Search the records that follow and extract every line containing the string "microphone".

Point-per-instance localization data
● ● ● ● ●

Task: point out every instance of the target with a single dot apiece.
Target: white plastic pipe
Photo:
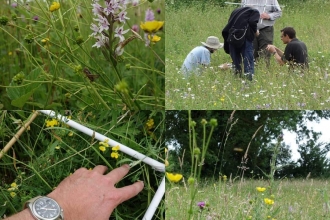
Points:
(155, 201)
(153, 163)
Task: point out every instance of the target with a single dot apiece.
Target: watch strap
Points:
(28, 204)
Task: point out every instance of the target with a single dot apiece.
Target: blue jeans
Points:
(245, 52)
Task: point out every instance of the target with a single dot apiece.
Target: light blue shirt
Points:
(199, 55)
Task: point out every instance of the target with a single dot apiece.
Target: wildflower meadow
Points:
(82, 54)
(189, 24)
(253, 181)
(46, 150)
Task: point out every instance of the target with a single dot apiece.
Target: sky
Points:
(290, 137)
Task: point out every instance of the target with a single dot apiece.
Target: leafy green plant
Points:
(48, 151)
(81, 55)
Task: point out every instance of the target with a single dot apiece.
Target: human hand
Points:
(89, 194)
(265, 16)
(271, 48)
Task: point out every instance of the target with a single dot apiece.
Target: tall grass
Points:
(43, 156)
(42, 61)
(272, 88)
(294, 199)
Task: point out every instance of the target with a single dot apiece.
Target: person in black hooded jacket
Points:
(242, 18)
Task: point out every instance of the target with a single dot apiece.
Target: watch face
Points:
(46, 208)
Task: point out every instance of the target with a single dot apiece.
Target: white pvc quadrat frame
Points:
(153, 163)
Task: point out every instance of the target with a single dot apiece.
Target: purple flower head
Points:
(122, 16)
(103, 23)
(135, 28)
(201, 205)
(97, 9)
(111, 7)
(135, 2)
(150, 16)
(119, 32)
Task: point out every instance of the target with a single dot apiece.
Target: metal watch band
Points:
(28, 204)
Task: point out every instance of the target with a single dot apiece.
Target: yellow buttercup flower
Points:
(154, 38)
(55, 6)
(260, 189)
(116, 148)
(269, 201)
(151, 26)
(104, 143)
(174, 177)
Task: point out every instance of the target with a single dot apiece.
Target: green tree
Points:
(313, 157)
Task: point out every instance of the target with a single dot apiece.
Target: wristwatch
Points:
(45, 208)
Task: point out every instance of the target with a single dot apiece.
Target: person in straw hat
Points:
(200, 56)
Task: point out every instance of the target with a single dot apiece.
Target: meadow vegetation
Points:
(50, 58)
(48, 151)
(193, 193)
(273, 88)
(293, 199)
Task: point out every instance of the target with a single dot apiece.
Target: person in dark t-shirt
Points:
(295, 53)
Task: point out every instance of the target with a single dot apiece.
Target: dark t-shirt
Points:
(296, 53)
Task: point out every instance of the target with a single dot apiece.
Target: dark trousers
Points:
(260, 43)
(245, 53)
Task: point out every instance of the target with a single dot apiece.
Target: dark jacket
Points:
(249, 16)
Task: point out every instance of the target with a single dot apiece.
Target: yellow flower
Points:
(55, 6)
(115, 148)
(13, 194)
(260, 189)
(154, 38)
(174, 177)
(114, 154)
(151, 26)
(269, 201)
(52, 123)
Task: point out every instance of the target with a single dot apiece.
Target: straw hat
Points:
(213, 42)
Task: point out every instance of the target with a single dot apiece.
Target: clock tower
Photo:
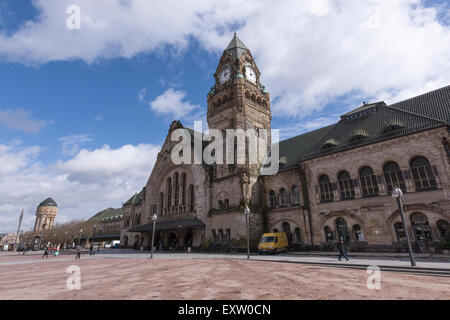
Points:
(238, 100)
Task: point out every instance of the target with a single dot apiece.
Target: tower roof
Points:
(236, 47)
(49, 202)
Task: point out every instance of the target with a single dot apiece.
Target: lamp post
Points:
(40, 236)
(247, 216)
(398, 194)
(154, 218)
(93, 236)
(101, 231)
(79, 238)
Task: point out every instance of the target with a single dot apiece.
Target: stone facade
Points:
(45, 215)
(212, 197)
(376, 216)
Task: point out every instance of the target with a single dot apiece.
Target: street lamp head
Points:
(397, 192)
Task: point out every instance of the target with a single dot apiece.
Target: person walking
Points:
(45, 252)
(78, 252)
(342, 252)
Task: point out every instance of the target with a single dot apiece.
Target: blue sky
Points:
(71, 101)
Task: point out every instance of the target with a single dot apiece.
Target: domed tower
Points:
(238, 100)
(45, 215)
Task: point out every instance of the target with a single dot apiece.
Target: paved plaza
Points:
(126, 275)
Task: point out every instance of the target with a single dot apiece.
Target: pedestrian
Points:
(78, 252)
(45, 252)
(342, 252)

● ● ● ● ●

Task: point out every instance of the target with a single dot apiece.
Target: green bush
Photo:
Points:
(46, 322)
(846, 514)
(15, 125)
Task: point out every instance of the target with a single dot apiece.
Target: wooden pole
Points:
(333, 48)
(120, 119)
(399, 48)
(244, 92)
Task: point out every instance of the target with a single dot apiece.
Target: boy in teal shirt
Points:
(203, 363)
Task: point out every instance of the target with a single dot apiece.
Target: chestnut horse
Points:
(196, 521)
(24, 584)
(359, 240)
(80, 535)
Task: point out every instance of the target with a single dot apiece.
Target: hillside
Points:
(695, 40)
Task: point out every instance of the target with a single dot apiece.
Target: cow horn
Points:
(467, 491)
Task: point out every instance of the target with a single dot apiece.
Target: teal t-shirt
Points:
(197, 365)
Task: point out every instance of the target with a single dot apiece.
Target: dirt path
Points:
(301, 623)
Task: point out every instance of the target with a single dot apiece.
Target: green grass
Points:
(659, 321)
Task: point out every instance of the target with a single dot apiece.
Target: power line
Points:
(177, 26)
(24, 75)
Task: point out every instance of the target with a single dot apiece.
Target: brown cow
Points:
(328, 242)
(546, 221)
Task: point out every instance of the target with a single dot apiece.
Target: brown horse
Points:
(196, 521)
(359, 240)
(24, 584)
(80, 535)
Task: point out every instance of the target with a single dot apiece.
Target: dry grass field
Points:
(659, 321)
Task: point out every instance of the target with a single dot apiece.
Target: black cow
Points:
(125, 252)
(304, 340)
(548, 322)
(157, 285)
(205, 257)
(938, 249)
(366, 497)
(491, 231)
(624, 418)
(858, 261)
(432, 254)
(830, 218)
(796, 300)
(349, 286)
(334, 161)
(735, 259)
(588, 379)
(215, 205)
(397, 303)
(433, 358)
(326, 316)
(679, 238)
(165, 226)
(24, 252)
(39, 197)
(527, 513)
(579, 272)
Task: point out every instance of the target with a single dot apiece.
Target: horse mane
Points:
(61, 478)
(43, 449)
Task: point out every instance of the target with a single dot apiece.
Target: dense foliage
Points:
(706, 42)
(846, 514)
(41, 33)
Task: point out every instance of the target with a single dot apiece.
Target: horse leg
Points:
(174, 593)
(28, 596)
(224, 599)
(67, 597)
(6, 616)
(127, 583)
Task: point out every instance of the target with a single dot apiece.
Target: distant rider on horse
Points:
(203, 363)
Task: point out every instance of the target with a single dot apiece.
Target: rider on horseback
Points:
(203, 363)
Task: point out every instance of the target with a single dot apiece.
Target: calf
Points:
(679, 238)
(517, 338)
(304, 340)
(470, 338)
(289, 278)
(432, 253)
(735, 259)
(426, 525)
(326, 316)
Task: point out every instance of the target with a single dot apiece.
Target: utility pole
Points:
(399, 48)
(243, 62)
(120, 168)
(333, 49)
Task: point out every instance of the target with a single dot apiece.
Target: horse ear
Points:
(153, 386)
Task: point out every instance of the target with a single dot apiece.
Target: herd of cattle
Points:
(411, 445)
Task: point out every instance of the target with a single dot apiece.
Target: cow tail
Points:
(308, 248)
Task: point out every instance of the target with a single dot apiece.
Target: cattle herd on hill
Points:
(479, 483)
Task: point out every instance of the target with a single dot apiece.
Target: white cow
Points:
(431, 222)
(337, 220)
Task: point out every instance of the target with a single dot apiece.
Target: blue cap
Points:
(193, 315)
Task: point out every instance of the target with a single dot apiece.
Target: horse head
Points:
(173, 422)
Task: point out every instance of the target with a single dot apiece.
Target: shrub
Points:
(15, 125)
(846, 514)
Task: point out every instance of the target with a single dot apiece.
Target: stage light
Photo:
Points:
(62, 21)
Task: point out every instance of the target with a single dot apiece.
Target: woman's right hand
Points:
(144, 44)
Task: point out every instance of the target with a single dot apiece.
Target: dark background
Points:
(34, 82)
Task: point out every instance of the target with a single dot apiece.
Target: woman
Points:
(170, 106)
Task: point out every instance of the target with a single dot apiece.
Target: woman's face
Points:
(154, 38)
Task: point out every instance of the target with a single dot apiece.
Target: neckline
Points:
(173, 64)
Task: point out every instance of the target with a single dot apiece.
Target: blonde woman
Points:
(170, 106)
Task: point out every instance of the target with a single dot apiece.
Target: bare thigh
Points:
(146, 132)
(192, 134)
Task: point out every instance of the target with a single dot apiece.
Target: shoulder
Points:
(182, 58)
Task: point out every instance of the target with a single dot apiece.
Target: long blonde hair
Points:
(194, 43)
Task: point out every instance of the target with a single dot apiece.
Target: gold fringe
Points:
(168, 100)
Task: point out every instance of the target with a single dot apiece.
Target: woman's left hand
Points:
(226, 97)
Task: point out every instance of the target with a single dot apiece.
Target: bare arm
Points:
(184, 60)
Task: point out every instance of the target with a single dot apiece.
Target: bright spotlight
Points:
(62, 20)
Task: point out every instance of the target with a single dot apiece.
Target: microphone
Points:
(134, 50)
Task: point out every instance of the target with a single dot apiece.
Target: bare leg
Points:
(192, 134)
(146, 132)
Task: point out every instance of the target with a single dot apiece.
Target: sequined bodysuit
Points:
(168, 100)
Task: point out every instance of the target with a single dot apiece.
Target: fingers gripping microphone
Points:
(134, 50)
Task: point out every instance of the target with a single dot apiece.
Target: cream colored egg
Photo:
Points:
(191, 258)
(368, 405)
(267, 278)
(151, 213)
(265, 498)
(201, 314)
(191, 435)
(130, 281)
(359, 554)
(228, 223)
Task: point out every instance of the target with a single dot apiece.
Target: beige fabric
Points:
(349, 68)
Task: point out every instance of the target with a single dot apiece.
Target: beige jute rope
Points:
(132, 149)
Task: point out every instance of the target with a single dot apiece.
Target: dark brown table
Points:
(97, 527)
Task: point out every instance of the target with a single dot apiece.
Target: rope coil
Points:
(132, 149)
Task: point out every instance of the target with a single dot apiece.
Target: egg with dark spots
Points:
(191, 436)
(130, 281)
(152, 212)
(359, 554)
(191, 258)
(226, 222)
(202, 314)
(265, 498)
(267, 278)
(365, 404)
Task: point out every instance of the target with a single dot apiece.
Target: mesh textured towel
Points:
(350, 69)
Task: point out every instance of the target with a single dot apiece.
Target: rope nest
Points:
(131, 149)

● ● ● ● ●

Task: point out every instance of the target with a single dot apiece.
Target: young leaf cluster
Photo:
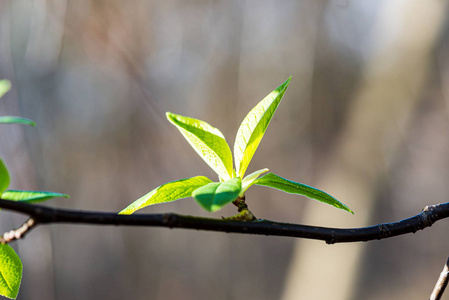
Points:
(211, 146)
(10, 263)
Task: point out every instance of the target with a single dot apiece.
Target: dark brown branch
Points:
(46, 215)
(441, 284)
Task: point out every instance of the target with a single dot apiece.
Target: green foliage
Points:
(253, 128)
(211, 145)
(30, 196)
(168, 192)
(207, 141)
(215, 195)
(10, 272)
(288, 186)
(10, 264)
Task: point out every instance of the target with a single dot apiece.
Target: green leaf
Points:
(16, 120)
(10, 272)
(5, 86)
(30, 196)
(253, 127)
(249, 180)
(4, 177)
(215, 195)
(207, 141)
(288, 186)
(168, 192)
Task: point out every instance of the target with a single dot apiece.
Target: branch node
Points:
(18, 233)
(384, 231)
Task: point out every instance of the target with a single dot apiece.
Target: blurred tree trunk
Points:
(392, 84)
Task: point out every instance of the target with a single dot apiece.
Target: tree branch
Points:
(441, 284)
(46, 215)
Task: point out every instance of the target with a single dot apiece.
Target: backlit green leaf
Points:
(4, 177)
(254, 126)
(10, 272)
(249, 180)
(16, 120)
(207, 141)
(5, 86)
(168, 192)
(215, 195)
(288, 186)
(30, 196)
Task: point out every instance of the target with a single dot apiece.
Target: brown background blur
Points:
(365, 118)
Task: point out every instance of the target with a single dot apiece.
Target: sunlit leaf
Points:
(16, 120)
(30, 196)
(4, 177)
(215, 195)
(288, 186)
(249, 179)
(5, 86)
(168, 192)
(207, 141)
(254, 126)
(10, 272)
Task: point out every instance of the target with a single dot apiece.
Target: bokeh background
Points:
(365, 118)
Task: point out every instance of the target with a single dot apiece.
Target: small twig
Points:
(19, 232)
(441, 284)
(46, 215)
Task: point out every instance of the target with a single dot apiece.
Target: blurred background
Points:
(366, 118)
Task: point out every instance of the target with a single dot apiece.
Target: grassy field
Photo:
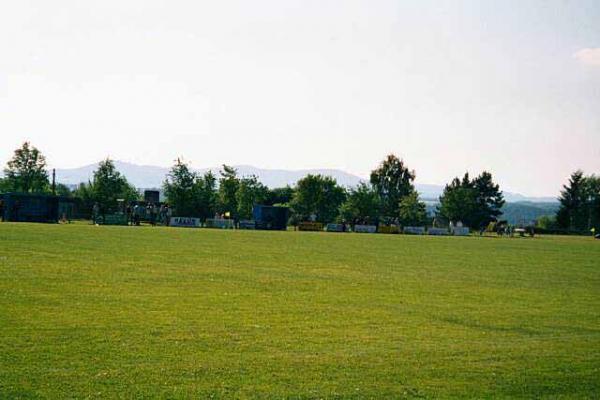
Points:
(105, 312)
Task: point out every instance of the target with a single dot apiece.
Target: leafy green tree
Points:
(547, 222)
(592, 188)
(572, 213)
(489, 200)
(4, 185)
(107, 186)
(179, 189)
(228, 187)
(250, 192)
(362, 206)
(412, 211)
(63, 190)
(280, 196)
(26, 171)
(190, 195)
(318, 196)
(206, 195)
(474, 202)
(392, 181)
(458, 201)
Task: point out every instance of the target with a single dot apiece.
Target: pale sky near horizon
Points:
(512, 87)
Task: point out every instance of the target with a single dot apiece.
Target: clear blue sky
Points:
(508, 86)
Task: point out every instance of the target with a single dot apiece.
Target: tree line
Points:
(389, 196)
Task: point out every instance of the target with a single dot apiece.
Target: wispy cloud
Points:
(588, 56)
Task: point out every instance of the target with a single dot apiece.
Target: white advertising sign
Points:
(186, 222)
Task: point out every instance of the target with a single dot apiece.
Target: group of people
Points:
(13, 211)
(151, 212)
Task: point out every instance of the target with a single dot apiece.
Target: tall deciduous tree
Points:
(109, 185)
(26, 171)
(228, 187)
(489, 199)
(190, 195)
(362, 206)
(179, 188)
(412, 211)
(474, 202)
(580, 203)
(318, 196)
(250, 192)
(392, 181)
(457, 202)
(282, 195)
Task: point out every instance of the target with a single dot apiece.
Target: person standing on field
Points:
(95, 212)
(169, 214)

● ● ● ● ●

- Response box
Target: microphone
Target: fingers gripping microphone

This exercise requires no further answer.